**STATED GOAL**
Lay out the records below as a two-column CSV with the header source,result: one row per record, the record's text under source and its answer under result, each in a single quoted field with line breaks replaced by spaces.

......

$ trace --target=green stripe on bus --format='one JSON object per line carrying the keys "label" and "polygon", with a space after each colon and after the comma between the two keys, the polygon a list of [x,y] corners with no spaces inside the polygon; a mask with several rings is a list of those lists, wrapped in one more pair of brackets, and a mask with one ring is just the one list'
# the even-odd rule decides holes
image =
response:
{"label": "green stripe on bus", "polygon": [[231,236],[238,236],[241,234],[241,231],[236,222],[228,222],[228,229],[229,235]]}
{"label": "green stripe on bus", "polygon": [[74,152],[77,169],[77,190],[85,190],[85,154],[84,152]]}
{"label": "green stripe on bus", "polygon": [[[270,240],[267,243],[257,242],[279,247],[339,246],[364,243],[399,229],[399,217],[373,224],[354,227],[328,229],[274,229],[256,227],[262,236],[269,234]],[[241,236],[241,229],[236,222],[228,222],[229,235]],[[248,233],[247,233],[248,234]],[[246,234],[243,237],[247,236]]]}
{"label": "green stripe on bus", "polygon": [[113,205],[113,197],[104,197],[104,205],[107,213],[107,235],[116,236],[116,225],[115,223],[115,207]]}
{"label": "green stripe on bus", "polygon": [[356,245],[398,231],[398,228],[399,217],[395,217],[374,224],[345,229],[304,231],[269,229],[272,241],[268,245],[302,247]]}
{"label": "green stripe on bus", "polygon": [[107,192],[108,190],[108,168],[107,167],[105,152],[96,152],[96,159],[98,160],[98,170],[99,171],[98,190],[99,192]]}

......

**OUTPUT OF THE EXERCISE**
source,result
"$ trace --target=green stripe on bus --format='one JSON object per line carrying the keys ""label"" and ""polygon"", with a space after each colon and after the comma between the two keys, the polygon a list of [x,y] corners with no spaces inside the polygon; a mask with several rings is a list of those lists, wrapped in one more pair of brackets, and a mask with one ring is just the one list' # the even-odd rule decides holes image = response:","{""label"": ""green stripe on bus"", ""polygon"": [[231,236],[238,236],[241,234],[241,231],[236,222],[228,222],[228,229],[229,235]]} {""label"": ""green stripe on bus"", ""polygon"": [[74,152],[77,169],[77,190],[85,190],[85,154],[84,152]]} {""label"": ""green stripe on bus"", ""polygon"": [[[270,240],[267,243],[257,242],[279,247],[339,246],[364,243],[399,229],[399,217],[373,224],[354,227],[328,229],[274,229],[256,227],[262,236],[269,234]],[[241,236],[241,229],[236,222],[228,222],[229,235]],[[248,233],[247,233],[248,234]],[[246,234],[243,237],[247,236]]]} {""label"": ""green stripe on bus"", ""polygon"": [[113,205],[113,197],[104,197],[104,205],[107,213],[107,235],[116,236],[116,225],[115,223],[115,207]]} {""label"": ""green stripe on bus"", ""polygon"": [[356,245],[398,231],[398,228],[399,217],[395,217],[374,224],[345,229],[304,231],[269,229],[272,241],[268,245],[302,247]]} {""label"": ""green stripe on bus"", ""polygon"": [[107,192],[108,190],[108,168],[107,167],[105,152],[96,152],[96,159],[98,160],[98,170],[99,171],[98,190],[99,192]]}"